* _GIVEN INSTRUCTION_: Starting at the line below that contains "Give one point for each instance of the baroque", print each line through the end of the records exactly as it appears.

* _DATA PROVIDED_:
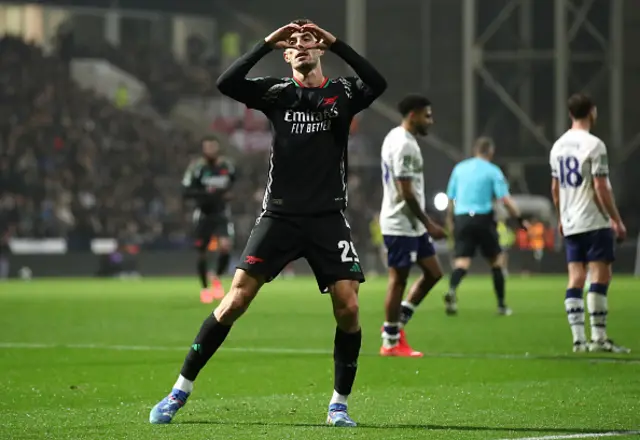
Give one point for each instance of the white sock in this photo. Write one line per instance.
(390, 339)
(575, 315)
(598, 309)
(338, 398)
(184, 384)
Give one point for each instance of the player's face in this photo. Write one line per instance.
(210, 149)
(301, 57)
(422, 120)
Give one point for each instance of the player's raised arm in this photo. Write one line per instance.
(370, 83)
(602, 186)
(234, 82)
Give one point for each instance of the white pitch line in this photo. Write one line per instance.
(280, 350)
(585, 435)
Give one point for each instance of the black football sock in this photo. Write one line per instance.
(223, 264)
(456, 278)
(498, 284)
(345, 357)
(202, 271)
(210, 337)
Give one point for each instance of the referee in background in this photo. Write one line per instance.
(474, 185)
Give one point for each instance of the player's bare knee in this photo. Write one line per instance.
(433, 273)
(397, 284)
(600, 273)
(462, 263)
(347, 315)
(243, 290)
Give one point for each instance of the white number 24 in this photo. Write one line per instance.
(347, 246)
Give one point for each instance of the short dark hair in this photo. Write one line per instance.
(483, 145)
(580, 105)
(301, 21)
(412, 103)
(209, 138)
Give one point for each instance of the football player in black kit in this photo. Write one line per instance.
(208, 181)
(304, 200)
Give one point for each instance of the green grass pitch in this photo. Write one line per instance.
(87, 359)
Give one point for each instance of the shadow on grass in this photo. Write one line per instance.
(540, 429)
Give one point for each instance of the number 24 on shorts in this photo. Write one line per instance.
(347, 246)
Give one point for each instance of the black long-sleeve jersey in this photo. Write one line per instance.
(308, 164)
(208, 183)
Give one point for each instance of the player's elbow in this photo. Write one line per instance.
(601, 184)
(224, 83)
(380, 85)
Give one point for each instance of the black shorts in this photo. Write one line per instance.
(476, 231)
(209, 226)
(324, 241)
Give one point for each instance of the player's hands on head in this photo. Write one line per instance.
(279, 39)
(620, 230)
(324, 39)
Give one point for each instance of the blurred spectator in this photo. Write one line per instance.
(76, 166)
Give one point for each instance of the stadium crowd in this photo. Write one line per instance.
(74, 165)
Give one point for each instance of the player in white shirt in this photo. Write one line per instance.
(589, 221)
(405, 226)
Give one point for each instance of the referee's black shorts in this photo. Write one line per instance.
(476, 231)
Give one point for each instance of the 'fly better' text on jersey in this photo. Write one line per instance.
(308, 163)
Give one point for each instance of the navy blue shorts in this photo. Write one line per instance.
(403, 251)
(598, 245)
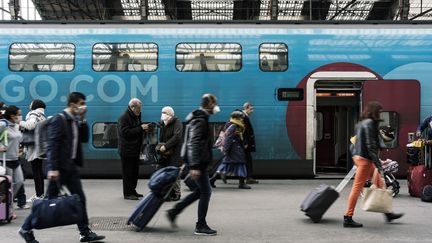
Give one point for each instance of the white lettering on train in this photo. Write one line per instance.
(109, 88)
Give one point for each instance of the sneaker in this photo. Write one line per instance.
(171, 215)
(25, 206)
(204, 230)
(90, 236)
(27, 236)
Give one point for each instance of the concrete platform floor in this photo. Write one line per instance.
(269, 212)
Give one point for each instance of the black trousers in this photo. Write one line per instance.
(249, 166)
(38, 176)
(130, 171)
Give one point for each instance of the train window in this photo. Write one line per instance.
(273, 57)
(391, 118)
(41, 57)
(104, 135)
(125, 57)
(208, 57)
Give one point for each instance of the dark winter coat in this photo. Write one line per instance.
(130, 134)
(60, 139)
(171, 135)
(197, 145)
(233, 145)
(248, 135)
(367, 144)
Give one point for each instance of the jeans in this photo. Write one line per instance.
(130, 172)
(17, 183)
(203, 193)
(38, 176)
(72, 181)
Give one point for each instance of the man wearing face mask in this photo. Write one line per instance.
(170, 138)
(131, 131)
(197, 154)
(66, 131)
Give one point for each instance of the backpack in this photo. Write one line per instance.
(220, 141)
(41, 136)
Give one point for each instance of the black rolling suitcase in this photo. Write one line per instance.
(161, 183)
(321, 198)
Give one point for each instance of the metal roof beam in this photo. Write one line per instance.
(246, 10)
(317, 11)
(383, 9)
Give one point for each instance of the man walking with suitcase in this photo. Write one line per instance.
(197, 154)
(64, 155)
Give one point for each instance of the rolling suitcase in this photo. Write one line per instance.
(321, 198)
(161, 183)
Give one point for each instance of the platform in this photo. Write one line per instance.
(269, 212)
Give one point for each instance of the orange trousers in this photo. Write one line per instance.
(365, 170)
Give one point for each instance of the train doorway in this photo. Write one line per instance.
(337, 109)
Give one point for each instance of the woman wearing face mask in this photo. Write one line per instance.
(170, 138)
(12, 118)
(35, 116)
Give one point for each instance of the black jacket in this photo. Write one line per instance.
(130, 134)
(248, 135)
(60, 139)
(367, 143)
(197, 145)
(171, 134)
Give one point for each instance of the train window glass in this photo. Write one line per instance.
(104, 135)
(125, 57)
(391, 118)
(208, 57)
(273, 57)
(41, 57)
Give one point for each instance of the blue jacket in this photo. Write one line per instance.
(233, 145)
(60, 138)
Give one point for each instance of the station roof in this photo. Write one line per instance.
(226, 10)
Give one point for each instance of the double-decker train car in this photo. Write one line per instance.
(308, 82)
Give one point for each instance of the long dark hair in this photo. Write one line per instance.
(372, 111)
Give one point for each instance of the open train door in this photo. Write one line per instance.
(401, 110)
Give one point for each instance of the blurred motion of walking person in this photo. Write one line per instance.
(130, 133)
(170, 143)
(365, 155)
(197, 154)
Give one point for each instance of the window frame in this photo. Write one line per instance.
(259, 57)
(73, 62)
(241, 57)
(157, 57)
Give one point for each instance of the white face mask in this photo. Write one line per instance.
(216, 109)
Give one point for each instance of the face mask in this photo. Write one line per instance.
(216, 109)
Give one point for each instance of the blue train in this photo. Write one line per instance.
(308, 83)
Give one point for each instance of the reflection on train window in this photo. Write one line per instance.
(41, 57)
(216, 128)
(391, 118)
(208, 57)
(125, 57)
(273, 57)
(104, 135)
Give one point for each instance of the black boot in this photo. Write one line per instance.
(350, 223)
(392, 216)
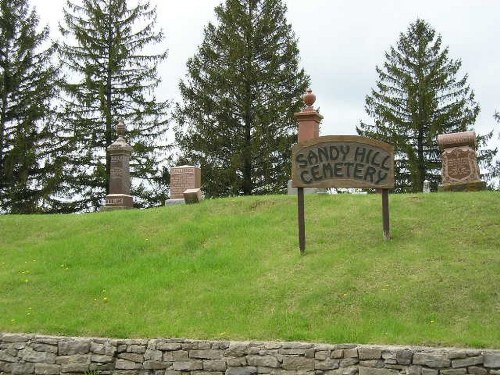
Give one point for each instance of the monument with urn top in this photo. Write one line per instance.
(119, 175)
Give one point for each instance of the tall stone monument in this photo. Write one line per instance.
(460, 171)
(119, 177)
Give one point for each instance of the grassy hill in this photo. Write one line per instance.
(231, 269)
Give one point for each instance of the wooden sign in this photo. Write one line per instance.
(343, 161)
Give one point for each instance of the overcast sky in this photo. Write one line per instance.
(341, 42)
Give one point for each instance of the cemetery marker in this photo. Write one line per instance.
(340, 161)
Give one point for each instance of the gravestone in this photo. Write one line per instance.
(185, 181)
(119, 176)
(460, 171)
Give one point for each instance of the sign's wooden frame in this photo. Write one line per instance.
(342, 161)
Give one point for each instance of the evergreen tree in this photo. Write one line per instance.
(419, 96)
(239, 95)
(112, 78)
(30, 151)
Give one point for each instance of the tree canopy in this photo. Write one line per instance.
(238, 98)
(419, 94)
(113, 73)
(31, 149)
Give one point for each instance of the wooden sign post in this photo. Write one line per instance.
(339, 161)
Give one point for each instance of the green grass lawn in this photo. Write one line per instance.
(231, 269)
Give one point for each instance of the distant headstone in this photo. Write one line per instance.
(185, 178)
(119, 176)
(460, 171)
(427, 186)
(192, 196)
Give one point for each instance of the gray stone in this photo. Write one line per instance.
(122, 364)
(75, 367)
(23, 368)
(338, 353)
(214, 365)
(133, 357)
(297, 345)
(29, 355)
(470, 361)
(329, 364)
(264, 361)
(376, 371)
(237, 349)
(477, 370)
(404, 357)
(45, 348)
(453, 371)
(293, 351)
(298, 363)
(101, 358)
(179, 355)
(139, 349)
(492, 360)
(46, 369)
(351, 353)
(378, 363)
(369, 353)
(14, 338)
(241, 371)
(153, 355)
(434, 360)
(188, 366)
(346, 362)
(414, 370)
(77, 358)
(322, 355)
(168, 346)
(236, 362)
(74, 347)
(205, 354)
(6, 357)
(154, 365)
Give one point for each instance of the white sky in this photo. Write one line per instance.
(341, 42)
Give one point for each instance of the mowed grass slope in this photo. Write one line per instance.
(231, 269)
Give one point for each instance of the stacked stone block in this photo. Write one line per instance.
(33, 354)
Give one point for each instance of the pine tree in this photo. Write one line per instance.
(239, 95)
(112, 78)
(418, 96)
(30, 151)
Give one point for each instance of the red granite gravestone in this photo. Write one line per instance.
(119, 177)
(460, 171)
(185, 181)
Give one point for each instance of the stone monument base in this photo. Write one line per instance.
(463, 186)
(118, 202)
(192, 196)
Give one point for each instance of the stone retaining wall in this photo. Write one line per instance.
(35, 354)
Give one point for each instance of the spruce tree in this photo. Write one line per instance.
(112, 78)
(31, 152)
(418, 96)
(243, 85)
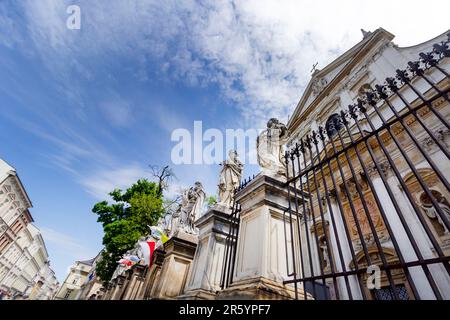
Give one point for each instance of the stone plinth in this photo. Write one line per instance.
(152, 275)
(204, 278)
(119, 286)
(180, 250)
(260, 266)
(135, 284)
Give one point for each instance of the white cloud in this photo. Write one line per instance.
(104, 180)
(65, 243)
(260, 52)
(117, 111)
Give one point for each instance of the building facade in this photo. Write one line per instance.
(356, 207)
(369, 166)
(72, 287)
(24, 261)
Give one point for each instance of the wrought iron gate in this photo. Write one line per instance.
(370, 212)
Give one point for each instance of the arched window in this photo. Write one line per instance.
(333, 125)
(363, 90)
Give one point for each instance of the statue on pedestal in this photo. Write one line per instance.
(189, 210)
(230, 177)
(269, 147)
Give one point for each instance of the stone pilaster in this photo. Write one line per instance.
(204, 278)
(180, 250)
(260, 266)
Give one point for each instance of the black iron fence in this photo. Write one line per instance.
(369, 194)
(371, 191)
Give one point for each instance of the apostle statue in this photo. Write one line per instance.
(230, 177)
(190, 209)
(269, 147)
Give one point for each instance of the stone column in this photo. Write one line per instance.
(260, 266)
(180, 250)
(204, 278)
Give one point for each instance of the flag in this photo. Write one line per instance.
(148, 247)
(159, 234)
(126, 262)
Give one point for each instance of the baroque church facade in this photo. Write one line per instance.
(352, 202)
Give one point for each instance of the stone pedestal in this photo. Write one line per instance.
(180, 250)
(260, 266)
(135, 283)
(152, 275)
(119, 286)
(204, 278)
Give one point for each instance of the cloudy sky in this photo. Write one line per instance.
(84, 111)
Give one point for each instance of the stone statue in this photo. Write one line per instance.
(270, 148)
(230, 177)
(189, 210)
(431, 211)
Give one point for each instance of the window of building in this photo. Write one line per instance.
(68, 293)
(386, 293)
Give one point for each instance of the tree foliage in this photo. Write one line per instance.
(126, 220)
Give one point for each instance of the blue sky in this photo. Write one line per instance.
(83, 111)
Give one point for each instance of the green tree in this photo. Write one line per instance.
(126, 220)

* _PROBLEM SOLUTION_:
Give one point for each instance of the baroque church facade in this photo. Write one line per instance.
(352, 202)
Give one point for each instance of the stone pedestal in this photo. Write one line per instance.
(180, 250)
(260, 266)
(135, 283)
(152, 275)
(119, 286)
(204, 278)
Give one point for each instance of the cloudy sky in this photo. Write one line per instance.
(84, 111)
Give one point for each instance of the stone statue in this photo. Write one line per instance.
(270, 148)
(230, 177)
(189, 210)
(431, 211)
Give one point for each instance of the window of building in this photo. Write one line per instance.
(68, 293)
(386, 293)
Give one point for each instance of the tree foliage in this photo. Write one line per instance.
(126, 220)
Give one point for each instance of the blue sky in this photo. Write one line per instance.
(83, 111)
Give one point for each instance of the green tree in this photo. Write one line per instance.
(126, 220)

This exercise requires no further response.